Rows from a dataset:
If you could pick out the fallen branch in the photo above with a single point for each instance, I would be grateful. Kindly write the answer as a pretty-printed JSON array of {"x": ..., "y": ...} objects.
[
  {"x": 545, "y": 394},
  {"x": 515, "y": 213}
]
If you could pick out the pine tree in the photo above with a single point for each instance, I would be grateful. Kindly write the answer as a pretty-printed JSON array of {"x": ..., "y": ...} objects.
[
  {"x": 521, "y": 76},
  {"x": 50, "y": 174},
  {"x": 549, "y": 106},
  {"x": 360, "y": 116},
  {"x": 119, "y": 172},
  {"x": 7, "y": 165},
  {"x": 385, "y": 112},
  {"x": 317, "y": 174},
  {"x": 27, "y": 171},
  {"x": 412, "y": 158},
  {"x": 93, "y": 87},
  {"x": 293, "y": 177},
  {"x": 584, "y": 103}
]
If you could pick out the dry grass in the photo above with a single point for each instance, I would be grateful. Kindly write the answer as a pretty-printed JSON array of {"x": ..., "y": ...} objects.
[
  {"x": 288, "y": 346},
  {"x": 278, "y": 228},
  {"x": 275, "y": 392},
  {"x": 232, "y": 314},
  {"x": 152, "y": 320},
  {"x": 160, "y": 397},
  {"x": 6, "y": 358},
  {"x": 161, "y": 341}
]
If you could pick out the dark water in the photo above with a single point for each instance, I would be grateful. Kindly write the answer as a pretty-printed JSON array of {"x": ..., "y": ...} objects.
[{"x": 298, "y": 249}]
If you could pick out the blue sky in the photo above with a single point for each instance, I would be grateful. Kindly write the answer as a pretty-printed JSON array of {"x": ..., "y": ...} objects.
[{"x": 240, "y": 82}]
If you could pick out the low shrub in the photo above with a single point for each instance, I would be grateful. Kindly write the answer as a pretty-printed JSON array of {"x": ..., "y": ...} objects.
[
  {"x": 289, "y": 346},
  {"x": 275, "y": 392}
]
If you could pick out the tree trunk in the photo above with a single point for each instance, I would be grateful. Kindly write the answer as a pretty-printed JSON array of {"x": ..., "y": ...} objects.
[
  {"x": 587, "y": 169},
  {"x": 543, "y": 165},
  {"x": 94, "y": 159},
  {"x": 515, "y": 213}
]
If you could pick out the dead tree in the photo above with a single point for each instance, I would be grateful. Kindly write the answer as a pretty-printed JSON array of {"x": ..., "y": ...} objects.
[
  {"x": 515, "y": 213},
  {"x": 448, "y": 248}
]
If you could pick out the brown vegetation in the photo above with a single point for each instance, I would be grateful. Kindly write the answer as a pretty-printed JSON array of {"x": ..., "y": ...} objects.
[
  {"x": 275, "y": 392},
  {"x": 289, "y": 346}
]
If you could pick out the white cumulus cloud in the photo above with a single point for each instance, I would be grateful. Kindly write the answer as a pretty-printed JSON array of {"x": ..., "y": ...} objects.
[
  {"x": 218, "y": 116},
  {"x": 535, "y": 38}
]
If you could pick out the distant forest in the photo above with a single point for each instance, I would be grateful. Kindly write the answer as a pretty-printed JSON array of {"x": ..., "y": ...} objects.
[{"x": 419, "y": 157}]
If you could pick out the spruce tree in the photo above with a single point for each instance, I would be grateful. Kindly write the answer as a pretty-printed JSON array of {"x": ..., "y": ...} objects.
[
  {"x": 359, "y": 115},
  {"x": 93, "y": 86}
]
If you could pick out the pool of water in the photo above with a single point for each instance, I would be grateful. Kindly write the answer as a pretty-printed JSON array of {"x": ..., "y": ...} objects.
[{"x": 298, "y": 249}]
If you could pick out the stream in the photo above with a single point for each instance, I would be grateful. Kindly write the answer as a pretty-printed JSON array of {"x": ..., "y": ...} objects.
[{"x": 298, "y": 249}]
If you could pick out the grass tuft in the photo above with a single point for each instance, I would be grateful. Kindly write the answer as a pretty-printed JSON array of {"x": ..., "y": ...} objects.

Set exercise: Could you rewrite all of the records above with every "Kindly" replaced by "Please" and nothing else altered?

Task answer:
If you could pick out the fallen branch in the photo above with a single point for each instance, I would be grateful. Please write the answer as a pretty-printed JSON array of {"x": ..., "y": ...} objects.
[
  {"x": 545, "y": 394},
  {"x": 515, "y": 213}
]
If you could pick out the pine tree in the photo above with a single point for each instance, I would be grateful. Please write the answer as a pretty-printed JSON array of {"x": ..., "y": ...} objects.
[
  {"x": 521, "y": 76},
  {"x": 50, "y": 174},
  {"x": 549, "y": 106},
  {"x": 360, "y": 116},
  {"x": 119, "y": 172},
  {"x": 7, "y": 165},
  {"x": 385, "y": 112},
  {"x": 317, "y": 174},
  {"x": 27, "y": 171},
  {"x": 412, "y": 158},
  {"x": 93, "y": 87},
  {"x": 293, "y": 177},
  {"x": 584, "y": 103}
]
If you could pick out the dry grass in the photo above with a single point for each instance, I would be grateful. Please write the answer as a pretty-printed JSON array of {"x": ..., "y": ...} objects.
[
  {"x": 288, "y": 346},
  {"x": 278, "y": 228},
  {"x": 275, "y": 392},
  {"x": 232, "y": 314},
  {"x": 152, "y": 320},
  {"x": 160, "y": 397},
  {"x": 6, "y": 358},
  {"x": 161, "y": 341}
]
If you could pick out the dark water in the photo above with a single point for each instance, I would be grateful. Please write the answer as a pretty-printed JSON array of {"x": ..., "y": ...} objects.
[{"x": 298, "y": 249}]
If you could pick out the blue sky in the photo above with a single point for each instance, I would be grateful. Please write the answer as a pretty-printed JSON array of {"x": ..., "y": ...} objects.
[{"x": 240, "y": 82}]
If you could pick out the low shrub in the photo above with a single point for each instance, I would be grateful. Please write the answer as a pretty-printed JSON array of {"x": ..., "y": ...} objects.
[
  {"x": 289, "y": 346},
  {"x": 275, "y": 392}
]
If you could pick out the tree trunk in the photo above with a single point for each instance, I would be grateful. Please write the answer as a pretty-printed JSON array of {"x": ..., "y": ...} objects.
[
  {"x": 587, "y": 169},
  {"x": 543, "y": 165},
  {"x": 94, "y": 159},
  {"x": 515, "y": 213}
]
If you could pick out the dead tree in the photo above with a single point for each instance, I would be grateful. Please write the answer as a pretty-printed JSON array of {"x": ..., "y": ...} objects.
[
  {"x": 515, "y": 213},
  {"x": 448, "y": 248}
]
If you could pick out the brown vegetation in the photo above with a single point for each instance, I would be grateful. Please write the answer as a pretty-printed JSON array of {"x": ..., "y": ...} objects.
[
  {"x": 275, "y": 392},
  {"x": 289, "y": 346}
]
If you could pick out the white cumulus cloud in the photo above with a single point for each instance, I would be grateful. Please write the answer as a pretty-printed JSON array of {"x": ..., "y": ...} objects.
[
  {"x": 218, "y": 116},
  {"x": 535, "y": 38}
]
If you could pick out the distant forest in the photo above with a single point for each instance, I would be grateful. Please write the answer as a pretty-printed JSON array of {"x": ..., "y": ...} objects.
[{"x": 419, "y": 157}]
If you could pick out the spruce tree in the photo above with a single point for each instance, I would be grateful. Please write the answer as a pretty-printed JSON array of {"x": ..., "y": ...} objects.
[
  {"x": 359, "y": 115},
  {"x": 93, "y": 86}
]
If you could pick out the pool of water in the photo above with a single point for each instance, I would be grateful. Please write the answer as a pretty-printed JSON array of {"x": ..., "y": ...} objects.
[{"x": 298, "y": 249}]
If you could pick out the stream in the photo above with a single point for each instance, I would be grateful. Please write the answer as a pretty-printed JSON array of {"x": ..., "y": ...} objects.
[{"x": 298, "y": 249}]
If you could pick out the grass tuft in the photo above with a single point for each instance, I would be grateful. Please write the answer as a pretty-printed JSON array of {"x": ..., "y": ...} objects.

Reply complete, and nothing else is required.